## PROBLEMS AND TASKS
**1.** In the article on the ultimate laptop, how many transistors did Intel say its Pentium 4 would be packed with?
**2.** Write out the listing that follows the article below, line for line, but leave the picture out.

## DOCUMENT SEGMENT
** START **

New York Times, September 5,
2000
The Ultimate Laptop: A Black Hole
By GEORGE JOHNSON
For all the corporate enthusiasm over the unveiling of each new
generation of computer chip (last month Intel announced that its Pentium 4
would be packed with 42 million transistors performing as many as 8.4
billion operations per second), consumers may be more apt to feel a sense
of dread. Once again the expensive desktop computers and laptops they were
so proud of have become outmoded, destined to join the scrap piles of
unsalable equipment accumulating in closets everywhere.
Moore's
law, which holds that computing power doubles approximately every 18
months, sometimes seems less a blessing than a curse. But the law cannot
hold forever, and Dr. Seth Lloyd, an associate professor of mechanical
engineering at the Massachusetts Institute of Technology, offers hope that
the end is in sight.
In a paper in the current issue of Nature,
Dr. Lloyd describes the ultimate laptop  a computer as powerful as the
laws of physics will allow. So energetic is this imaginary machine that
using it would be like harnessing a thermonuclear reaction. In the most
extreme version of this computer supreme, so much computational circuitry
would be packed into so small a space that the whole thing would collapse
and form a tiny black hole, an object so dense that not even light can
escape its gravity.
If that sounds like a rather dangerous device to hold on one's lap 
"Opening the lid," Dr. Lloyd warns, "voids the warranty"  there is a
serious purpose to his theoretical tour de force: to plumb the absolute
limits nature sets on computation.
Nothing like Lloyd's Ultimate
Laptop is likely to roll off the assembly line at some future Apple or
I.B.M.
But his effort, part of a relatively new discipline called
the physics of information, gives computer engineers an ideal to aim for.
More importantly, this exercise in extreme computer science may help
deepen the understanding of the connections between physics and
information, and explore the notion, popular among some theorists, that
the very processes of nature can be thought of as computations.
"Work like this exemplifies a fruitful new convergence of
theoretical physics, computer science and mathematics," said Gregory
Chaitin, a researcher at the I.B.M.
Thomas J. Watson Research
Center in Yorktown Heights, N.Y., whose specialties include the
mathematics of information.
"Interdisciplinary research of this
kind would have been unthinkable a few years ago."
Named for its
inventor, Gordon Moore, a founder of Intel, Moore's law has continued to
hold true because of the dexterity with which engineers have been able to
inscribe smaller and smaller circuitry onto silicon computer chips. As the
components of the circuits are squeezed closer together, they can exchange
information at faster speeds.
"People have been predicting the
demise of Moore's law pretty much since it was posited in the early 60's
because some manufacturing technology was about to run out," Dr. Lloyd
said. "But Moore's law is a law of human ingenuity rather than of nature.
Predictions of its demise have been wrong because people are ingenious."

** END **

## RECORDS FOR THIS EXERCISE
** START **

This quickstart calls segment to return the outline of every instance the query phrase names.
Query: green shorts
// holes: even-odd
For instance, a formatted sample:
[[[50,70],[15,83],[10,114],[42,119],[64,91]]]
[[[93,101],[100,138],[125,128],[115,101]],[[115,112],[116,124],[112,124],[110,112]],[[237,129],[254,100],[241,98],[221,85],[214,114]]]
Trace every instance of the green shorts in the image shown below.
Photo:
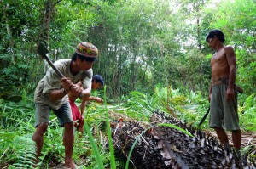
[[[36,103],[35,105],[35,127],[37,127],[41,123],[49,123],[50,110],[52,109],[46,104]],[[63,127],[67,122],[73,121],[69,102],[63,104],[60,109],[52,110],[57,116],[61,127]]]
[[[237,114],[237,93],[233,100],[226,99],[226,84],[218,84],[212,88],[210,103],[210,127],[229,131],[240,130]]]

** END **

## FINAL RESULTS
**1.** 42 million transistors.

**2.**
This quickstart calls segment to return the outline of every instance the query phrase names.
Query: green shorts
// holes: even-odd
For instance, a formatted sample:
[[[50,70],[15,83],[10,114],[42,119],[64,91]]]
[[[93,101],[100,138],[125,128],[115,101]],[[115,112],[116,124],[112,124],[110,112]],[[237,129],[254,100],[241,98],[221,85],[214,114]]]
Trace every instance of the green shorts in the image shown below.
Photo:
[[[36,103],[35,105],[35,127],[37,127],[41,123],[49,123],[50,110],[52,109],[46,104]],[[63,127],[67,122],[73,121],[69,102],[63,104],[60,109],[52,110],[57,116],[61,127]]]
[[[237,114],[237,93],[233,100],[226,99],[226,84],[218,84],[212,88],[210,103],[210,127],[229,131],[240,130]]]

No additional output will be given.